Data extracted from a collection
● ● ● ● ● ● ●
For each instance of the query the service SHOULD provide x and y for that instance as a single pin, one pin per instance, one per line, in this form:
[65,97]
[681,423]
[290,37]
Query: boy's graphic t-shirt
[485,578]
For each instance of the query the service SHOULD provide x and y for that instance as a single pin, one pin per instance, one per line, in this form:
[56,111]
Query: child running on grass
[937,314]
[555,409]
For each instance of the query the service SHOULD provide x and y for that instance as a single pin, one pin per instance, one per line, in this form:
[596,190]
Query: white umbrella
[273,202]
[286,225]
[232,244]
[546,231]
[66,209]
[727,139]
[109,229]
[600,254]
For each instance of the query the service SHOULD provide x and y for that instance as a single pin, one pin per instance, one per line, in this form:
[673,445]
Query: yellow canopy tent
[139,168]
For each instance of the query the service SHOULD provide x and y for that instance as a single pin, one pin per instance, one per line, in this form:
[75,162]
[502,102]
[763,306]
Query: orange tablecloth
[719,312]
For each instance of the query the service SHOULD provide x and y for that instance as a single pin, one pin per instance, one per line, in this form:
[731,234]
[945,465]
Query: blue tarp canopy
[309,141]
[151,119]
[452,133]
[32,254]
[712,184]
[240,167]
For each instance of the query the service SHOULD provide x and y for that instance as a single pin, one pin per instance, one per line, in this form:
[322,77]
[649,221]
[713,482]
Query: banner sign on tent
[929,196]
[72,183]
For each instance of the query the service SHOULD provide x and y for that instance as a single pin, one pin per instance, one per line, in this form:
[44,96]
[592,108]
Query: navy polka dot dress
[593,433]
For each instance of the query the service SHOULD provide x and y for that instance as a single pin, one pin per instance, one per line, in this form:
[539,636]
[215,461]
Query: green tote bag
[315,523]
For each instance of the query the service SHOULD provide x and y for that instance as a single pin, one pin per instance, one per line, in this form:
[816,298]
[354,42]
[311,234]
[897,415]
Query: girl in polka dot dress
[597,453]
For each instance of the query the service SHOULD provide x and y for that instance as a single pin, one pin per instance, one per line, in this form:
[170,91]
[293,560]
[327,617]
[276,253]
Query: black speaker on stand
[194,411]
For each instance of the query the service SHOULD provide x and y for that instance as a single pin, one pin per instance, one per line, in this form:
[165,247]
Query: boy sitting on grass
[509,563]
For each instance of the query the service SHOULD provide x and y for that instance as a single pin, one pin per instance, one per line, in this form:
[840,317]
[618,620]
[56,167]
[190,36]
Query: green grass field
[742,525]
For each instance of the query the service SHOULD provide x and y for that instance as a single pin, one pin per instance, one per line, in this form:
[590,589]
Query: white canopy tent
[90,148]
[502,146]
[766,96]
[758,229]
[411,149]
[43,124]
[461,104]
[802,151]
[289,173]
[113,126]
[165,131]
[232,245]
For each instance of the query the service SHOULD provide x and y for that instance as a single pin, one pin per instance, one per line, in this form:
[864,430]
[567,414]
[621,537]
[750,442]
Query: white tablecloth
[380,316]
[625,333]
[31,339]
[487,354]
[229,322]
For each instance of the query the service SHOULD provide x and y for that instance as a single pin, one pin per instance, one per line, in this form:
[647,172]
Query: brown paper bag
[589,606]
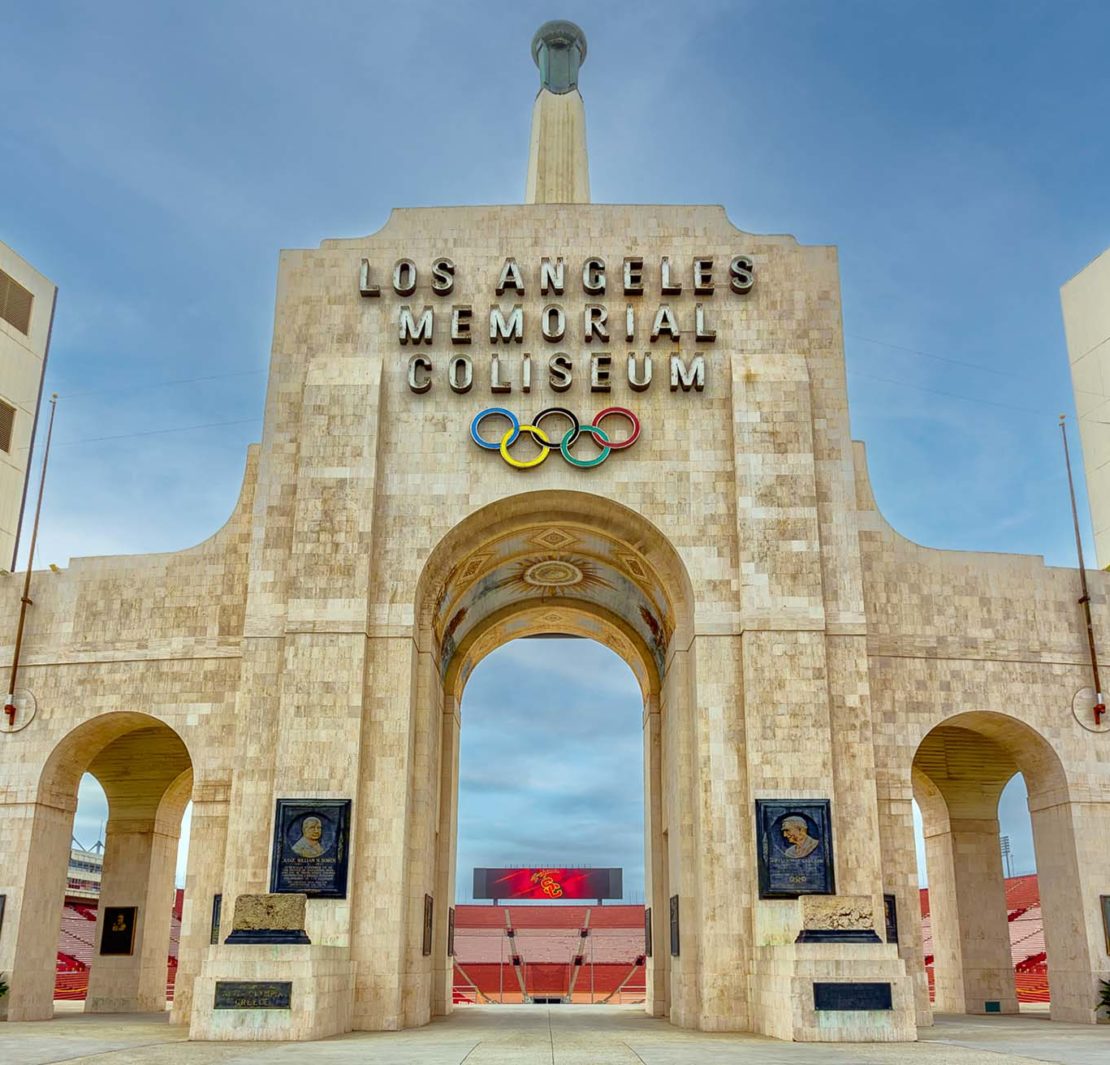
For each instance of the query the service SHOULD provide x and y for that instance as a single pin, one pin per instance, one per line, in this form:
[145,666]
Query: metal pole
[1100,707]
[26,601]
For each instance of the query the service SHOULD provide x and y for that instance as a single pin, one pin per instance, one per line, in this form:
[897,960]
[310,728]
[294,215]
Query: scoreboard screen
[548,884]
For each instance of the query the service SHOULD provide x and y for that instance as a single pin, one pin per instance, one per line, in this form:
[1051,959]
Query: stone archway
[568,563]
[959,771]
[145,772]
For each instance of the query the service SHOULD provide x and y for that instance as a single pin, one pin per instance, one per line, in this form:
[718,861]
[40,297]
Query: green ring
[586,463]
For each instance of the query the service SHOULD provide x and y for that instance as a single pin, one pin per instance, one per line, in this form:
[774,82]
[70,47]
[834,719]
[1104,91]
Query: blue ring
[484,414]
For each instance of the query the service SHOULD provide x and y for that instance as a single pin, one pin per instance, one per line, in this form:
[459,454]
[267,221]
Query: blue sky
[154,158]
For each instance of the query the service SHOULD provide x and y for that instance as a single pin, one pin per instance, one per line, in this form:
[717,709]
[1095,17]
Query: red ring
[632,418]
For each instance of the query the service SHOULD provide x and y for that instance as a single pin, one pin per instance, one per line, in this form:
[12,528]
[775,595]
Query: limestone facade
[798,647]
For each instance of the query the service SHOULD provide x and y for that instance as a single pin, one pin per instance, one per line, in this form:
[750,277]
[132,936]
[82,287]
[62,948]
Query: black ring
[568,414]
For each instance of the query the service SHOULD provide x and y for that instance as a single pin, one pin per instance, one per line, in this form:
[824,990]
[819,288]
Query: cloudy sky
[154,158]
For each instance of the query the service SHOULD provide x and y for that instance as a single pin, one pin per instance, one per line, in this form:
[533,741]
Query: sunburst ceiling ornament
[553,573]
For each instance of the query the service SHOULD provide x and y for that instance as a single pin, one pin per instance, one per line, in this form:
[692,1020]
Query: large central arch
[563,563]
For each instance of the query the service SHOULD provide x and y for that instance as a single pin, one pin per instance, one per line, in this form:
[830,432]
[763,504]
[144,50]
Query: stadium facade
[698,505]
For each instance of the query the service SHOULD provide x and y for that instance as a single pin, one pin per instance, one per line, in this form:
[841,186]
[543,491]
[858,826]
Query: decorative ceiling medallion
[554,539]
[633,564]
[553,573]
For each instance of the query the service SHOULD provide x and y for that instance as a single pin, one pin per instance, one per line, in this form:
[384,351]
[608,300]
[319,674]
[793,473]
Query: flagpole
● ● ● ● ● ● ●
* **Work instruction**
When you give the entries again, keep them exact and omit any picture they contain.

* **Result**
For each instance of the query the service SHOULD provide x and y for that instance as a single pin, one pin per instance, one per line, in this form:
[65,97]
[681,423]
[290,37]
Query: boy's graphic t-shirt
[485,578]
For each instance of the query the service SHOULD provide x and y for that instance as a single pin, one pin per instance, one per line, in this form:
[56,111]
Query: child running on grass
[937,314]
[555,409]
For each instance of the query the service SHOULD provide x and y for that instance as a single pin, one pin per instance, one per line, in this form:
[596,190]
Query: white umbrella
[273,202]
[286,225]
[232,244]
[546,231]
[66,209]
[727,139]
[109,229]
[600,254]
For each instance of the query the service SHOULD provide x and y for that instance as a single pin, one pin per instance, one per line, in this form:
[673,445]
Query: yellow canopy tent
[139,168]
For each instance of the query the service SHOULD provide x and y for that instance as a single pin, one pin per instance, one per line, in this form:
[75,162]
[502,102]
[763,306]
Query: orange tablecloth
[719,312]
For each instance of the query the service SHOULD provide x and y for that instance as a single pin, one pin per instance, one per line, in this form:
[731,234]
[945,465]
Query: blue tarp canopy
[309,141]
[151,119]
[452,133]
[32,254]
[712,184]
[240,167]
For each instance of the query the service SHOULD provide x and y for that instance as a single pin, one pin per instance, one per line, in this form:
[322,77]
[649,221]
[713,482]
Query: banner sign on tent
[929,196]
[72,183]
For each instance of the query the service SHOULD provide x and y for that instance as a single pin, one pin per instance, one per line, in this form:
[44,96]
[592,108]
Query: navy polka dot dress
[593,433]
For each instance of the query the service SHOULD provide x and y for that instance as a single pin, one pin per instance, one per line, in this form:
[539,636]
[215,461]
Query: green tote bag
[315,523]
For each instance of the query the service SHOULD provide x and y for that instance as a single pin, one pin per instance, one per line, in this form:
[816,298]
[354,42]
[311,234]
[897,415]
Query: girl in polka dot dress
[597,453]
For each instance of the query the service SHOULD provide x and y for that instance as a single pin, one pin per instance, one per line, in this form:
[170,91]
[293,560]
[327,617]
[276,253]
Query: black speaker on stand
[194,411]
For each instance of the query the service SHOULD provide x and y for that instance as a single pin, one pin per instance, one per line, in this form:
[165,247]
Query: boy sitting on grass
[509,563]
For each instance of the query the service SHOULD provide x and y for that instance as a single pin, one pin per instance, one per line, in this form:
[840,317]
[618,620]
[56,167]
[190,36]
Query: green grass field
[742,525]
For each instance of the query the service SHOULD provide x and y for that instance as a single pin, one pin per instance, one per line, in this form:
[590,589]
Query: white canopy tent
[90,148]
[502,146]
[766,96]
[758,229]
[411,149]
[43,124]
[461,104]
[802,151]
[289,173]
[113,126]
[165,131]
[232,245]
For each instance of the query the service SHOULD provide x and y for that instance as a single pin, one pin per instance, one per line, in this form:
[864,430]
[567,414]
[621,537]
[750,442]
Query: white tablecloth
[380,316]
[625,333]
[31,339]
[487,354]
[229,322]
For each instance of the query the service SHOULD provide x and y for that instance as a single pin, one pin per instance, one per line, in this form:
[647,172]
Query: brown paper bag
[589,606]
For each instance of the query the service SHOULD provide x and y for that instance as a single pin, one pin per instance, one per line, in this form:
[145,666]
Query: metal pole
[1100,707]
[26,601]
For each instance of the query the service SHOULD provide x and y for that instance as a single pin, one pin per instance, one per line, in this form:
[897,960]
[310,728]
[294,215]
Query: scoreboard screen
[548,884]
For each instance of the query the service SHOULD provide x and y for that instance as a single pin, one pin per instance, one per line, in this form:
[1051,959]
Query: stone archway
[568,563]
[959,771]
[145,772]
For each instance of the query the service SHOULD provide x and y for that instance as a single pin, one pin per instance, one per line, in this form:
[718,861]
[40,297]
Query: green ring
[586,463]
For each instance of the query the service SHOULD provide x and y for that instance as a single pin, one pin per instance, one per line, in this form:
[774,82]
[70,47]
[834,719]
[1104,91]
Query: blue ring
[484,414]
For each instance of the query the service SHOULD provide x and y for that instance as a single pin, one pin per instance, one per line, in this form:
[459,454]
[267,221]
Query: blue sky
[154,158]
For each instance of the query the service SHOULD provide x and y for that instance as a single pin, one pin per instance, one per line, in this form:
[717,709]
[1095,17]
Query: red ring
[632,418]
For each instance of the query the service SHOULD provide x and y for that instance as a single pin, one pin per instance, one per line, in this form:
[12,528]
[775,595]
Query: limestone facade
[798,647]
For each instance of the query the service SHOULD provide x and y for that instance as a single pin, one pin per instance, one per line, in this form:
[750,277]
[132,936]
[82,287]
[62,948]
Query: black ring
[568,414]
For each instance of the query the service SHOULD provide x and y for that instance as a single pin, one pin per instance, one per line, in this form:
[824,990]
[819,288]
Query: cloudy sky
[154,158]
For each instance of the query the service SHOULD provide x and y for that instance as a single pin, one pin per instance, one per line, in this form:
[533,741]
Query: sunburst ceiling ornament
[553,573]
For each instance of the query the service SHOULD provide x and y for that instance as a single pin, one pin per instance, one per line, in this form:
[692,1020]
Query: large central arch
[563,563]
For each instance of the query the service SHOULD provide x and y for that instance as a single pin, one pin per instance, one per line, in this form:
[830,432]
[763,504]
[144,50]
Query: stadium facade
[698,505]
For each instance of the query the service SHOULD provide x and y for that instance as a single pin, one pin per instance, one per line, in this form:
[841,186]
[543,491]
[858,826]
Query: decorative ceiling medallion
[554,539]
[633,564]
[553,573]
For each instance of the query the service SHOULD provide x and y for that instance as a single pin, one pin per instance, one per line, in this form:
[384,351]
[608,300]
[319,674]
[793,473]
Query: flagpole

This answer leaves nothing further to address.